§ **DATASET ROWS**:
>> START
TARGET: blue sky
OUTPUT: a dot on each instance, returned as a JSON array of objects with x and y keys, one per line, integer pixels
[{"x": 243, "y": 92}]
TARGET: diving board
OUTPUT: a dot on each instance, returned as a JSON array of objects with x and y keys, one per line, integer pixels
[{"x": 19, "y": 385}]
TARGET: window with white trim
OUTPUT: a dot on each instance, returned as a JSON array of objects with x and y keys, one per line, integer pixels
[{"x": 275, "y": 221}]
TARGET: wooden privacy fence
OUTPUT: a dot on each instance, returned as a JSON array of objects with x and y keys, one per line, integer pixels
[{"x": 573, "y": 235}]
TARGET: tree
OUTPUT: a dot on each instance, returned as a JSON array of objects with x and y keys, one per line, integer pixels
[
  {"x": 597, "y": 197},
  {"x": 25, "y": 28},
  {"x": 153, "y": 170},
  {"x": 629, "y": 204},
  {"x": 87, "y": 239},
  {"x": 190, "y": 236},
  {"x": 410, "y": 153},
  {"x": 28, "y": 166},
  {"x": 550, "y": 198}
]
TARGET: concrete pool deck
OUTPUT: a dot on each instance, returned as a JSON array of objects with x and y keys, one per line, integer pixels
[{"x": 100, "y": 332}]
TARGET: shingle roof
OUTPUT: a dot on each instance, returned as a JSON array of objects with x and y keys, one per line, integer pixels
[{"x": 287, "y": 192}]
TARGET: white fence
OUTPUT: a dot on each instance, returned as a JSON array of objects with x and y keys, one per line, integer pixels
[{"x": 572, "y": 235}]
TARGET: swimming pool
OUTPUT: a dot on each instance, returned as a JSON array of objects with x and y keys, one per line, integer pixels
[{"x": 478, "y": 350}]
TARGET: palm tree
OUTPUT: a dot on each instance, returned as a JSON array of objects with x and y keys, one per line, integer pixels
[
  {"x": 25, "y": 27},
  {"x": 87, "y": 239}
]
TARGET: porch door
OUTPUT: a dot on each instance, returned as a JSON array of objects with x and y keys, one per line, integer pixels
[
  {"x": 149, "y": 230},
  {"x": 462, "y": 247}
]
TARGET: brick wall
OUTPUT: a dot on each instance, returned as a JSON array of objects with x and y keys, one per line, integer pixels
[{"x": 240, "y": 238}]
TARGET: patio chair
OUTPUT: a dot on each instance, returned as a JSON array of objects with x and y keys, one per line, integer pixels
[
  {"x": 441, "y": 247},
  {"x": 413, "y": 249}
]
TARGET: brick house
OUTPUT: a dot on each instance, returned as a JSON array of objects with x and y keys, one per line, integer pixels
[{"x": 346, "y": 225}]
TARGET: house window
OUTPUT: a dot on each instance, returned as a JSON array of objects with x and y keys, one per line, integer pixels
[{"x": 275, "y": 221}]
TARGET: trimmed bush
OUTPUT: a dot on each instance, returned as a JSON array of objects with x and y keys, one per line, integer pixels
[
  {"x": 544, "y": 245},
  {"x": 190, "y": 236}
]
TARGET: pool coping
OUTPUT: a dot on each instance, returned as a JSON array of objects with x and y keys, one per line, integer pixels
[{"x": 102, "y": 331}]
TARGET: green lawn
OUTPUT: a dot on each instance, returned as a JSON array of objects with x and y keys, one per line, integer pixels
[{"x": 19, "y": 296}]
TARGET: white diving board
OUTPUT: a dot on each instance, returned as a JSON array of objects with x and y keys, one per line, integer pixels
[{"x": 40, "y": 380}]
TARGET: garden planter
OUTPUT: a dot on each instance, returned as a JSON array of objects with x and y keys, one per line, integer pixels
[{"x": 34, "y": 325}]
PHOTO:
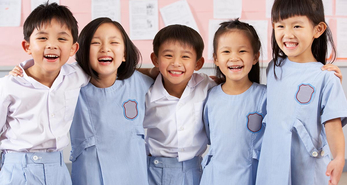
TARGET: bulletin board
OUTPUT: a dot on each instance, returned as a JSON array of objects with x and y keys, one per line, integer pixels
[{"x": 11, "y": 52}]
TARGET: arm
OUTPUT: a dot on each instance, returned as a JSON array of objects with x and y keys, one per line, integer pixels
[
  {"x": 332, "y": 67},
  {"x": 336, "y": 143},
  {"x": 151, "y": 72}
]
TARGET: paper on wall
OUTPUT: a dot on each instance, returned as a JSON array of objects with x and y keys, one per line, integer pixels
>> END
Format every line of the material above as a JSON list of strings, one string per line, leaving out blank lines and the pictures.

[
  "TARGET: blue sky",
  "OUTPUT: a dot on each instance, returned as a JSON array of objects with x and y keys, one per line, integer pixels",
  "[{\"x\": 243, \"y\": 92}]",
  "TARGET: diving board",
  "OUTPUT: a dot on each instance, returned as a JSON array of objects with x and y keys, one per line, integer pixels",
  "[{\"x\": 19, \"y\": 385}]",
  "TARGET: window with white trim",
  "OUTPUT: a dot on each instance, returned as a JSON array of objects with x and y keys, one per line, integer pixels",
  "[{\"x\": 275, \"y\": 221}]",
  "TARGET: wooden privacy fence",
  "OUTPUT: a dot on each instance, returned as a JSON array of objects with x and y keys, one per line, integer pixels",
  "[{\"x\": 573, \"y\": 235}]",
  "TARGET: tree",
  "OUTPUT: a dot on each instance, returned as a JSON array of objects with x and y keys, one per line, integer pixels",
  "[",
  "  {\"x\": 597, \"y\": 197},",
  "  {\"x\": 25, \"y\": 28},",
  "  {\"x\": 153, \"y\": 170},",
  "  {\"x\": 629, \"y\": 204},",
  "  {\"x\": 87, \"y\": 239},",
  "  {\"x\": 190, \"y\": 236},",
  "  {\"x\": 410, \"y\": 153},",
  "  {\"x\": 28, \"y\": 166},",
  "  {\"x\": 550, \"y\": 198}",
  "]",
  "TARGET: concrete pool deck",
  "OUTPUT: a dot on each instance, returned as a JSON array of objects with x and y keys, one per line, integer pixels",
  "[{\"x\": 100, \"y\": 332}]",
  "TARGET: shingle roof",
  "OUTPUT: a dot on each instance, returned as a JSON array of objects with x and y keys, one per line, integer pixels",
  "[{\"x\": 287, \"y\": 192}]",
  "TARGET: white fence",
  "OUTPUT: a dot on each instance, returned as a JSON array of objects with x and y keys, one per line, integer pixels",
  "[{\"x\": 572, \"y\": 235}]",
  "TARGET: swimming pool",
  "OUTPUT: a dot on each instance, returned as a JSON array of objects with x and y keys, one per line, integer pixels",
  "[{\"x\": 478, \"y\": 350}]",
  "TARGET: palm tree",
  "OUTPUT: a dot on each instance, returned as a JSON array of objects with x and y keys, one per line, integer pixels",
  "[",
  "  {\"x\": 25, \"y\": 27},",
  "  {\"x\": 87, \"y\": 239}",
  "]",
  "TARGET: porch door",
  "OUTPUT: a dot on each instance, returned as a JSON array of objects with x and y keys, one per line, integer pixels",
  "[",
  "  {\"x\": 149, \"y\": 230},",
  "  {\"x\": 462, \"y\": 247}",
  "]",
  "TARGET: brick wall",
  "OUTPUT: a dot on each instance, returned as a JSON array of objects with x and y keys, one per line, integer pixels",
  "[{\"x\": 240, \"y\": 238}]",
  "TARGET: patio chair",
  "OUTPUT: a dot on each instance, returned as a JSON array of objects with x and y keys, one per line, integer pixels",
  "[",
  "  {\"x\": 441, \"y\": 247},",
  "  {\"x\": 413, \"y\": 249}",
  "]",
  "TARGET: brick house",
  "OUTPUT: a dot on each instance, returned as a JSON array of objects with x and y keys, one per line, integer pixels",
  "[{\"x\": 346, \"y\": 225}]",
  "TARGET: house window",
  "OUTPUT: a dot on each instance, returned as a JSON array of objects with x and y keys, one per line, integer pixels",
  "[{\"x\": 275, \"y\": 221}]",
  "TARGET: trimmed bush",
  "OUTPUT: a dot on each instance, returned as a JSON array of objects with x and y keys, one per line, integer pixels",
  "[",
  "  {\"x\": 544, \"y\": 245},",
  "  {\"x\": 190, \"y\": 236}",
  "]",
  "TARGET: pool coping",
  "OUTPUT: a dot on each instance, returned as a JSON array of objects with x and y keys, one per line, integer pixels",
  "[{\"x\": 102, \"y\": 331}]",
  "TARGET: green lawn",
  "OUTPUT: a dot on each instance, returned as a JSON array of objects with x and y keys, one per line, integer pixels",
  "[{\"x\": 19, \"y\": 296}]",
  "TARGET: white diving board",
  "OUTPUT: a dot on each instance, returned as a JSON array of objects with x and y keys, one per line, integer pixels",
  "[{\"x\": 40, \"y\": 380}]",
  "TARGET: garden planter",
  "OUTPUT: a dot on each instance, returned as a JSON array of objects with x and y keys, one per line, integer pixels",
  "[{\"x\": 34, \"y\": 325}]",
  "PHOTO:",
  "TARGET: bulletin board",
  "OUTPUT: a dot on each instance, returned as a JSON array of objects with x and y keys, one per line, integer pixels",
  "[{\"x\": 11, \"y\": 52}]",
  "TARGET: arm",
  "OUTPUT: a dot on each instance, returned as a JSON array of objects with x and y keys, one per line, integer pixels",
  "[",
  "  {\"x\": 332, \"y\": 67},",
  "  {\"x\": 336, \"y\": 143},",
  "  {\"x\": 151, \"y\": 72}",
  "]",
  "TARGET: paper on wall",
  "OUTPUT: a dot on each instance, returned as a JSON array of objects with x and y keys, one per line, integer pixels"
]